Sometimes laboratory results are puzzling: Results don’t match the patient’s clinical picture, or even more perplexing, the results of complementary analytes are contradictory. In times such as these, what’s a clinician to do? Call the friendly local laboratory expert of course.

Fortunately, Tuesday’s morning session, “Clinical Assay Issues: What Endocrinologists Will Ask You,” helped equip laboratorians to answer three of the most common laboratory queries facing endocrinologists. Mark Gurnell, MBBS, PhD, spoke about the difficulties in interpreting thyroid function tests when the results are discordant or when the results contradict the clinical picture. He reminded attendees to take a systematic approach to troubleshooting and provided five illustrative clinical vignettes of cases that presented to his laboratory.

First, look at the clinical setting and determine if there are any potential confounders such as pregnancy, non-thyroidal illness or medications such thyroxine, amiodarone, heparin, or glucocorticoids. Once these have been eliminated, the next step is to consider laboratory artefacts and assay interferences. Finally, once these have been excluded, consider genetic or acquired disorders.

In the second presentation, Nikola Baumann, PhD, spoke about how biotin can sometimes interfere with lab measurements. It is essential for clinical laboratorians to know not only how assays in their lab work, but also how to explain potential interferences to clinicians.

Biotin supplements (also known as vitamin B7) have been promoted for thickening hair, strengthening nails, and improving skin, leading to an increase in their use. Previously, high-dose biotin therapy was confined to patients with biotinidase deficiency, certain forms of alopecia, or multiple sclerosis. Now the popularity of biotin supplement use has also led to an increase in reported cases of biotin interferences, increasing the potential for misdiagnoses.

Based on a survey of nearly 200 patients, Baumann and her colleagues discovered that only 8% of outpatients were aware that they were taking biotin supplements. Biotin interference can affect an extensive range of assays. These include assays used to diagnose and monitor malignancies (Tg, calcitonin, gastrin), thyroid disorders (TSH, free T4, total T4, free T3, total T3), bone and calcium homeostasis (PTH, 25-OH vitamin D), reproductive hormones (progesterone, LH, FSH, estradiol, DHEAS, testosterone, beta-hCG), anemia (ferritin), and cardiac markers (NT-pro-BNP, troponin).

Biotin interference can happen because most immunoassay manufacturers rely on biotin-streptavidin capture in their assays. Biotin interference can cause a falsely increased result in competitive assays and a falsely low result in sandwich assays. A complicating factor is that the concentration of biotin that causes interferences is assay-dependent.

* INFORMATION PROVIDED
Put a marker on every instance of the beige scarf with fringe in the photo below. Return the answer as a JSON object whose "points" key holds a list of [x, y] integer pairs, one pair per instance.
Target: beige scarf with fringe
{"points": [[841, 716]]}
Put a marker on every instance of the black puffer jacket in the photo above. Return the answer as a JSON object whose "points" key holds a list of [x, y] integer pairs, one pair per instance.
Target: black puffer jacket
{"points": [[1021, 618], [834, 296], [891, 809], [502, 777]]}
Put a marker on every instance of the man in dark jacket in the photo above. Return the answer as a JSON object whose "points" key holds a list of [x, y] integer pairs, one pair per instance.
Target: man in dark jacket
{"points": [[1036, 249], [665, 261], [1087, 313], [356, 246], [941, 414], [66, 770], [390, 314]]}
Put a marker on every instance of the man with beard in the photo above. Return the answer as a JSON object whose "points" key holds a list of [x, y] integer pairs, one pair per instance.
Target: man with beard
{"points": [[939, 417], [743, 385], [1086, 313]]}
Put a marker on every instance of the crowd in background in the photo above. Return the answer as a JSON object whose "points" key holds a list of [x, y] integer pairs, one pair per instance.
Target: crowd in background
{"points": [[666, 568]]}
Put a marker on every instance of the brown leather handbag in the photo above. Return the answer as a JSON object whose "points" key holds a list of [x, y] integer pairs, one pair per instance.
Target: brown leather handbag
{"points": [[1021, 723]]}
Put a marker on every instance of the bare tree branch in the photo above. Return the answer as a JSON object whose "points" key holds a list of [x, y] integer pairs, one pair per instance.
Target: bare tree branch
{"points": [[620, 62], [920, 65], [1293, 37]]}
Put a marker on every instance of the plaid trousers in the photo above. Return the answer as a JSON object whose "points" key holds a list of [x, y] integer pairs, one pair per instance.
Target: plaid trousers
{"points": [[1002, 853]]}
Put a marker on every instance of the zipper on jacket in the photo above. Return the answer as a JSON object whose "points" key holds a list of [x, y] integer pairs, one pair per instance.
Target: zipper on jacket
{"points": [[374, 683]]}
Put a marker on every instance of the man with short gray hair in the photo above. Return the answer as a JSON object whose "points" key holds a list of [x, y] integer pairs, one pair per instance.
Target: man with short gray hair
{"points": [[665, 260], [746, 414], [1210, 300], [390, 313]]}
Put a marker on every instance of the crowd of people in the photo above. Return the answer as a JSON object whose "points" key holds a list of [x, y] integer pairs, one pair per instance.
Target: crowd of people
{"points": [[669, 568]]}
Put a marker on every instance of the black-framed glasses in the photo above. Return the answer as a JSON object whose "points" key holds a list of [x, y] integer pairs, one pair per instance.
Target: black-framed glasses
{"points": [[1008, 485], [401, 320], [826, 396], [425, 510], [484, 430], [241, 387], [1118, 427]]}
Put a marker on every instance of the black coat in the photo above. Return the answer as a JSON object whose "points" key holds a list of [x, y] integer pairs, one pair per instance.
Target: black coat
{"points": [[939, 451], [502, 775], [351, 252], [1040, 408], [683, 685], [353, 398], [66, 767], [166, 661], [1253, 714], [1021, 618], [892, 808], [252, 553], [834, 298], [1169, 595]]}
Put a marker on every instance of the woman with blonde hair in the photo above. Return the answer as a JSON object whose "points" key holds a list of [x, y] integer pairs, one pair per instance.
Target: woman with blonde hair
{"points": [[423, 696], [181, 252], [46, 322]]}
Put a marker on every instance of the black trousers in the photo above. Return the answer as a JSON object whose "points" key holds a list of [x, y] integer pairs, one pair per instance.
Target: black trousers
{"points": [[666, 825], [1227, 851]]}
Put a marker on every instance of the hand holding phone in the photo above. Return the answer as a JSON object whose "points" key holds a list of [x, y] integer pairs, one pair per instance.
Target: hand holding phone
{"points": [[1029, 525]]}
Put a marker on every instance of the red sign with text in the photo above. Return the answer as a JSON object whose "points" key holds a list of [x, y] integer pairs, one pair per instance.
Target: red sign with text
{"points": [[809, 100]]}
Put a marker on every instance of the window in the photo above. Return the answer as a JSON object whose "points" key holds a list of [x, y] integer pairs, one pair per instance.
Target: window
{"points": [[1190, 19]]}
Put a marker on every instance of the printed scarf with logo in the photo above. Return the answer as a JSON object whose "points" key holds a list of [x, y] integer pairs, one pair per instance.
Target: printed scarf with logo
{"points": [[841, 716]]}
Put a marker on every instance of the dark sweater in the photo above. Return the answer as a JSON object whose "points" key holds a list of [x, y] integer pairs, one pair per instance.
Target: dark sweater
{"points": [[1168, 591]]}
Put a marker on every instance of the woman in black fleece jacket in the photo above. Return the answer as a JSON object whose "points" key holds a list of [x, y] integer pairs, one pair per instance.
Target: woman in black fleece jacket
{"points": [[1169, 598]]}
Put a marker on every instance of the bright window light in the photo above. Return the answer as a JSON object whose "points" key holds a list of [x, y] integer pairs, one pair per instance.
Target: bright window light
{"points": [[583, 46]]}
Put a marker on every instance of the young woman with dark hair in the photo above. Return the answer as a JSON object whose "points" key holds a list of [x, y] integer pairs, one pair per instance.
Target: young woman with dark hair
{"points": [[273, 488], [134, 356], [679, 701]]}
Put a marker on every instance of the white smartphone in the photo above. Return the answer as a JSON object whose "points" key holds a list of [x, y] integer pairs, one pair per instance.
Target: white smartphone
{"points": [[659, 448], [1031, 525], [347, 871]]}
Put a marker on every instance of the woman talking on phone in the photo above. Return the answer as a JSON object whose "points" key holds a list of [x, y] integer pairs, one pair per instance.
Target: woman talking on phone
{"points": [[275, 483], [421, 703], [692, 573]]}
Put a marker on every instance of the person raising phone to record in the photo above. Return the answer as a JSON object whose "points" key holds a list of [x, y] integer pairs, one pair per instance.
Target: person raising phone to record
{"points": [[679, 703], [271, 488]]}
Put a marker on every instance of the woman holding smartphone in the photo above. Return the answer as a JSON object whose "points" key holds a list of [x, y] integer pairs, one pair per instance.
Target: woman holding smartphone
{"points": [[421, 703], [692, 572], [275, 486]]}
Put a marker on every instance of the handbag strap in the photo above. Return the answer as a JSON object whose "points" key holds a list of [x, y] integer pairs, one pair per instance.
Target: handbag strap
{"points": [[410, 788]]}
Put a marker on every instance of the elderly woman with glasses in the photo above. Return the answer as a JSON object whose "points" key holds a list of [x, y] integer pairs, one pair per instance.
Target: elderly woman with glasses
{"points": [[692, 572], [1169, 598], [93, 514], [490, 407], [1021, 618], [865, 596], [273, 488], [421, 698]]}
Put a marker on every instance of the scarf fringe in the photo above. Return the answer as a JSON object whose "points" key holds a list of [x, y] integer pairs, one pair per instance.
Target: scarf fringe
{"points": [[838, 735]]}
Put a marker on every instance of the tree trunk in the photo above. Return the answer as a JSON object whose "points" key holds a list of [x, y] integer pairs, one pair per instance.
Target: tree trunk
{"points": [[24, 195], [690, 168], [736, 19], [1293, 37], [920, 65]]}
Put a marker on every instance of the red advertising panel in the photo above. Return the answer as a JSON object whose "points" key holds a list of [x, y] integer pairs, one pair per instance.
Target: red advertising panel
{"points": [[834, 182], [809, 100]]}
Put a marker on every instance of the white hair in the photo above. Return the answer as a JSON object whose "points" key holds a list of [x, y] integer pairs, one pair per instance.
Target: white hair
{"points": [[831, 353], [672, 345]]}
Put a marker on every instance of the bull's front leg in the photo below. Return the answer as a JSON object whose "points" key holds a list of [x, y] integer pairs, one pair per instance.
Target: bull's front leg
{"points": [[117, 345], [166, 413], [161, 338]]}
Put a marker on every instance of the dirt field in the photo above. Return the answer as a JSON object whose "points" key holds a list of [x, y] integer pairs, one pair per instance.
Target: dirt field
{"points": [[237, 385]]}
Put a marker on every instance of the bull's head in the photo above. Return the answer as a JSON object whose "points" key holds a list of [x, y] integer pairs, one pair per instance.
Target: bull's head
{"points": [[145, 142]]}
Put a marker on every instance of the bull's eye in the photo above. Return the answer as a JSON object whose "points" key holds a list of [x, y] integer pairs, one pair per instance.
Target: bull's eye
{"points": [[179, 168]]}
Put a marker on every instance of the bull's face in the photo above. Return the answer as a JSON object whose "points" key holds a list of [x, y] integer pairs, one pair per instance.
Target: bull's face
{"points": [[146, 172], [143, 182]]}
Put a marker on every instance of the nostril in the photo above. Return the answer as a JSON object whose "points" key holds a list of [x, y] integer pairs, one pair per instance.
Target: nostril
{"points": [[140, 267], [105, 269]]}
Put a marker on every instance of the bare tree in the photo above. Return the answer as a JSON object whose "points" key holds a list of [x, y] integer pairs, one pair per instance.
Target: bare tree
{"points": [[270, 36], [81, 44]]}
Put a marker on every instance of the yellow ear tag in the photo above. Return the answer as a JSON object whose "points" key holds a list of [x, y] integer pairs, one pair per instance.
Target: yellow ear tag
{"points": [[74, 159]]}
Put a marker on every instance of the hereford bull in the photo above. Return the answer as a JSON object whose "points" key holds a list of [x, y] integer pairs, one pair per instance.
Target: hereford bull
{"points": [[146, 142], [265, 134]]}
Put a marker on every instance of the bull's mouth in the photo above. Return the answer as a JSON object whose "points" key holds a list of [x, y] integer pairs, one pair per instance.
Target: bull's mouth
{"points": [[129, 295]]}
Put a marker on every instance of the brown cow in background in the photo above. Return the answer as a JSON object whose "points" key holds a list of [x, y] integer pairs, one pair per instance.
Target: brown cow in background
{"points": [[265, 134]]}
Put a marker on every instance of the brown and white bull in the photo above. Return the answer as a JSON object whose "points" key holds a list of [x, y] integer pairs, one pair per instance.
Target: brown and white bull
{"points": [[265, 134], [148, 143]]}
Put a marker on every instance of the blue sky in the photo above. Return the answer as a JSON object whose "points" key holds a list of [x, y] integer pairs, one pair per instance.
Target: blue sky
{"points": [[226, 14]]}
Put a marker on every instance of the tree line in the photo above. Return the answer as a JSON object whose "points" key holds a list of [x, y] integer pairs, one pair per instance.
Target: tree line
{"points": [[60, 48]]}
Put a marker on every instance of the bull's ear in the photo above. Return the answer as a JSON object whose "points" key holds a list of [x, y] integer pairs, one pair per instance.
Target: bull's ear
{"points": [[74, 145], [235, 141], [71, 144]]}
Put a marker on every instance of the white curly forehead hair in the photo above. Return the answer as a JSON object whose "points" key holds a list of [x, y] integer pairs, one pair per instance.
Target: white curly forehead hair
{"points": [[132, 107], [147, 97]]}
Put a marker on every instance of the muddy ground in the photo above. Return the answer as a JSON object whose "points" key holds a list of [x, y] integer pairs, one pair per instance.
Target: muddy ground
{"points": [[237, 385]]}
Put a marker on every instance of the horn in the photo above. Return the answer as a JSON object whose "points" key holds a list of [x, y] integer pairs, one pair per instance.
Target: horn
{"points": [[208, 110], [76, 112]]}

* TASK DIRECTIONS
Continue the report on the clinical assay session for endocrinologists, picking up after its last sentence about biotin interference.

* EXERCISE ANSWER
To identify biotin interference, Baumann suggested that labs can perform serial dilution checks to see if they are linear. Labs can also test the sample on a platform that does not use biotin-streptavidin capture. Most manufacturers suggest that patients taking biotin supplements wait 8 hours before having laboratory testing, however, according to Baumann, “we have learned some additional lessons on this journey.”

For instance, biotin is not readily cleared in patients with impaired renal function, and biotin concentrations that affect assays can still be observed in these patients up to 72 hours post-consumption. In addition, the majority of cases reviewed did not list biotin supplements in the electronic medication list.

The third speaker, David Sacks, MB ChB, FRCPath, explained how factors independent of glucose concentration changes can alter HbA1c. HbA1c reflects the estimated average glucose concentrations over approximately 8-12 weeks and is used by endocrinologists to diagnose diabetes, monitor long-term glucose control, alter medication dosages in diabetic patients and measure the risk of cardiovascular complications in diabetic patients. Hemoglobin variants, elevations of hemoglobin F, and renal failure all can cause analytical interferences.

When a lab suspects one of these, Sachs explained that testing by an alternative method can often provide an accurate result. For conditions that affect the lifespan of red blood cells—for example, chronic renal failure, hereditary spherocytosis, hemolytic anemia or some medications—or when blood transfusions or blood loss occur, the lab should use alternate measurements such as fructosamine of glycated albumin.